** Opening Records shown block **

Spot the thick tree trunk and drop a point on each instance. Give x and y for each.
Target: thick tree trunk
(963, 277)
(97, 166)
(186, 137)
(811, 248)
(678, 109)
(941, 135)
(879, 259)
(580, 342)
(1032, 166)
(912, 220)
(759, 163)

** Closing Records shown block **

**Exercise description**
All entries are to be reproduced verbatim, with none omitted.

**Solution for this exercise**
Spot the thick tree trunk and drop a point on each instance. Give x and y for each.
Target: thick tree trunk
(963, 277)
(97, 166)
(186, 137)
(811, 248)
(678, 109)
(941, 135)
(879, 259)
(580, 342)
(1032, 166)
(912, 220)
(759, 163)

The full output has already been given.